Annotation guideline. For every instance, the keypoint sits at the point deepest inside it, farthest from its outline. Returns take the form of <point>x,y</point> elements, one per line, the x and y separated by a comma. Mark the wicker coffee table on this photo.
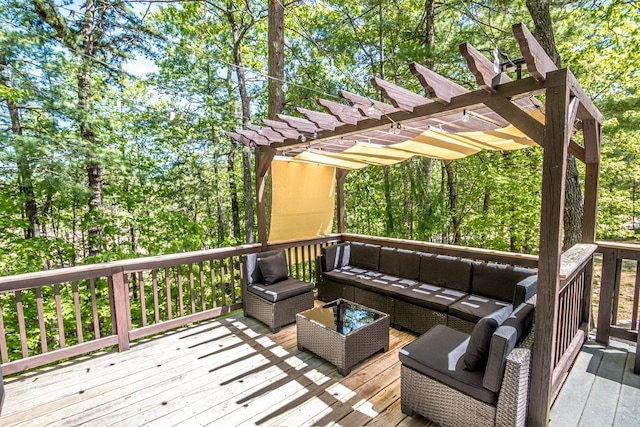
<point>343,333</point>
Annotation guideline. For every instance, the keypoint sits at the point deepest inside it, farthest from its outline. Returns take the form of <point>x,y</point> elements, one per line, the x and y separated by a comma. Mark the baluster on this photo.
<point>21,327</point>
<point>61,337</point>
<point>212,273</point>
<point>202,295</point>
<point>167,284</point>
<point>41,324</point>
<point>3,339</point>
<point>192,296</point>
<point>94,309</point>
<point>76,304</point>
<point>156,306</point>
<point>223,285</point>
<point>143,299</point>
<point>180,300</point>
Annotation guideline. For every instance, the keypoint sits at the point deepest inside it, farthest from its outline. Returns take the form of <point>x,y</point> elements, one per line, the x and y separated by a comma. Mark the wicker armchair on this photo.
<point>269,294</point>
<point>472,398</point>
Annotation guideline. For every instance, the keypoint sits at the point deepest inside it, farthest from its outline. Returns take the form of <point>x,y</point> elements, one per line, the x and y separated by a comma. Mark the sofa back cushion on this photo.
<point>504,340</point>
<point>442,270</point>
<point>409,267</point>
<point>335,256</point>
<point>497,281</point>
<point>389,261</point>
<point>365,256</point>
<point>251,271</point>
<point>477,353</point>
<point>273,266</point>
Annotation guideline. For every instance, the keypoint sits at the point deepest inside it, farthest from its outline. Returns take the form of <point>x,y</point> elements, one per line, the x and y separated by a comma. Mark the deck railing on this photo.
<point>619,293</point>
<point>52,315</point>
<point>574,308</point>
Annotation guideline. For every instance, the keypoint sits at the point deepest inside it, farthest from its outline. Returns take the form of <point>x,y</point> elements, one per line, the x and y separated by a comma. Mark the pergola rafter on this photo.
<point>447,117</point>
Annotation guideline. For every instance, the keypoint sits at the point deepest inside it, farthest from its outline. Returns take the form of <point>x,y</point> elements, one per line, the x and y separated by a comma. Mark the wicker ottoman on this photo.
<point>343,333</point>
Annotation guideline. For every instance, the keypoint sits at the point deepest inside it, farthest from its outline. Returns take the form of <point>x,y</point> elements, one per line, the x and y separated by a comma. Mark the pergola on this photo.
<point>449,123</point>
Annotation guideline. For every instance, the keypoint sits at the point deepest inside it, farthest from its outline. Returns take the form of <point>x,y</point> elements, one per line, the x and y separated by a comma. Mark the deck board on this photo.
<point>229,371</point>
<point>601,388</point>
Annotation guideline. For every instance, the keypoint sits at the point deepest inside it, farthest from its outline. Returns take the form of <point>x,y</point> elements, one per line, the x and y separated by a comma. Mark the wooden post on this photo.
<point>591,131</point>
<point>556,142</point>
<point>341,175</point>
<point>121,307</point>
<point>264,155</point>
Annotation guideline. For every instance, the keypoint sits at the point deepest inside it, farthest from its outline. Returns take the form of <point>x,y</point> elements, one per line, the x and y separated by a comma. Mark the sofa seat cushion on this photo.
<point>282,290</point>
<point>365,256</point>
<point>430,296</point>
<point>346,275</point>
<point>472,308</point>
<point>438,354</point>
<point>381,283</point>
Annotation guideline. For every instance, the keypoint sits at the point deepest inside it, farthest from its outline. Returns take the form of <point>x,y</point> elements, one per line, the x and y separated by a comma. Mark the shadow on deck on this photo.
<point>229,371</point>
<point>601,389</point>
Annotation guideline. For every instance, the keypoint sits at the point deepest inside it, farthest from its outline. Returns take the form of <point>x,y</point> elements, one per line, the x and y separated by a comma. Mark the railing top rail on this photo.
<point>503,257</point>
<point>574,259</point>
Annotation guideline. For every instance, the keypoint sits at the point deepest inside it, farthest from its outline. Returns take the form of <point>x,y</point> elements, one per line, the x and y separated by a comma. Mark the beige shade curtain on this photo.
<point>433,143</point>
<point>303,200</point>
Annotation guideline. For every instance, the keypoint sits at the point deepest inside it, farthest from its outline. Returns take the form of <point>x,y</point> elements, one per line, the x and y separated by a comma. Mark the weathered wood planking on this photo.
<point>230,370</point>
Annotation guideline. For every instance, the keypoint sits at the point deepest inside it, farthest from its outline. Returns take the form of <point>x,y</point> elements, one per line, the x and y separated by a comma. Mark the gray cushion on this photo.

**Request**
Render every line of the entries above as a JSON list of strings, one string per line, skipping blank lines and leaving out the pictures.

**Answer**
[
  "Annotation guideline. For every instance, the keypoint sits at the point deepest inside it, farthest from its outline. Returns take the form of <point>x,y</point> elements, one per line, the x and y separated by a comma. Mark the wicker coffee table on this photo.",
  "<point>343,333</point>",
  "Annotation guideline. For every instance, the keypoint sits at the point deepest inside it, farthest from its outline. Returns take the form of <point>x,y</point> elements, one per line, the x and y separated by a comma. Mark the baluster on this photo.",
  "<point>21,327</point>",
  "<point>61,337</point>",
  "<point>212,273</point>",
  "<point>202,295</point>",
  "<point>167,284</point>",
  "<point>41,324</point>",
  "<point>3,339</point>",
  "<point>192,296</point>",
  "<point>94,309</point>",
  "<point>76,304</point>",
  "<point>156,306</point>",
  "<point>223,285</point>",
  "<point>143,299</point>",
  "<point>180,300</point>",
  "Annotation guideline. For every instance, the keypoint sits at the point deepest inside it, farthest from its outline. Returns take the form of <point>x,y</point> elements, one per line, the x and y separated by a comma. Mark the wicker armchair on this photo.",
  "<point>269,294</point>",
  "<point>472,398</point>",
  "Annotation guideline. For every instance, the keypoint sits at the point deepest inside it, farthest from its outline. Returns take the form of <point>x,y</point> elements, one per line, the x and y separated by a comma. Mark the sofa back cushion on this photo.",
  "<point>504,340</point>",
  "<point>442,270</point>",
  "<point>409,267</point>",
  "<point>335,256</point>",
  "<point>497,281</point>",
  "<point>389,261</point>",
  "<point>365,256</point>",
  "<point>251,271</point>",
  "<point>477,353</point>",
  "<point>273,266</point>",
  "Annotation guideline. For every instance, the keypoint sits at the point deepest inside it, farthest from its outline. Returns take the form of <point>x,y</point> elements, one per line, the x and y separated by a comma. Mark the deck railing on this photo.",
  "<point>619,293</point>",
  "<point>52,315</point>",
  "<point>574,308</point>",
  "Annotation guideline. For every instance, the keypoint sits at the point deepest inside it, farthest from its outline. Returns take the form of <point>x,y</point> elements, one per line, the x and y separated by a comma. Mark the pergola rafter on this photo.",
  "<point>447,117</point>",
  "Annotation guideline. For every instance, the keypoint sits at the point deepest inside it, farthest from its outline. Returns take the form of <point>x,y</point> elements, one per line, the x and y separated by a comma. Mark the wicker ottoman on this photo.",
  "<point>343,333</point>",
  "Annotation guideline. For every instance, the keypoint sits at the point deepest inside it, farthest from its outline. Returns take the form of <point>x,y</point> elements, one per line, the x and y separated by a comma. Mark the pergola on this photo.",
  "<point>449,123</point>",
  "Annotation guideline. For every instance, the keypoint sits at the point deepest inside it, farthest from its outline. Returns take the form of <point>x,y</point> elements, one per line, the x and y separated by a comma. Mark the deck board on this photo.",
  "<point>229,371</point>",
  "<point>601,388</point>",
  "Annotation guideline. For every instance, the keypoint sits at the point deepest inside it, farthest from its outline. Returns take the form of <point>x,y</point> elements, one per line, the x and y separated by a comma. Mark the wooden post on this photo.",
  "<point>591,131</point>",
  "<point>556,142</point>",
  "<point>341,175</point>",
  "<point>121,307</point>",
  "<point>264,155</point>",
  "Annotation guideline. For every instance, the keypoint sits at the point deepest inside it, farthest from its outline. Returns take the form of <point>x,y</point> elements, one per line, the x and y separated by a comma. Mark the sofa seat cushion on this photo.",
  "<point>282,290</point>",
  "<point>365,256</point>",
  "<point>430,296</point>",
  "<point>346,275</point>",
  "<point>472,308</point>",
  "<point>438,354</point>",
  "<point>381,283</point>",
  "Annotation guideline. For every instance, the keypoint sits at the point deepest inside it, farthest from its outline. Returns take the form of <point>x,y</point> elements, one per line, the x and y separated by a comma. Mark the shadow on deck on this photo.",
  "<point>229,371</point>",
  "<point>601,389</point>",
  "Annotation guideline. For every instance, the keypoint sits at the point deepest inside it, farthest from its outline. Returns take the form of <point>x,y</point> elements, one per line, the x and y separated by a comma. Mark the railing top rail on this photo.",
  "<point>503,257</point>",
  "<point>574,259</point>",
  "Annotation guideline. For every instance, the keypoint sits at the point deepest inside it, farthest from its outline. Returns take the form of <point>x,y</point> elements, one per line, the x and y separated by a comma. Mark the beige shade curtain on this photo.",
  "<point>433,143</point>",
  "<point>303,200</point>",
  "Annotation guideline. For every instance, the keypoint sits at the point deepest inside it, farthest from its outline. Returns take the form of <point>x,y</point> elements, one per line, the x and y separated by a comma. Mark the weathered wood planking on this photo.",
  "<point>230,370</point>",
  "Annotation guideline. For every instance, the keypoint sits at the point deepest inside it, farthest from its outline. Returns take the form of <point>x,y</point> elements, one per line, the x and y separated by a comma. Mark the gray cushion on this photo."
]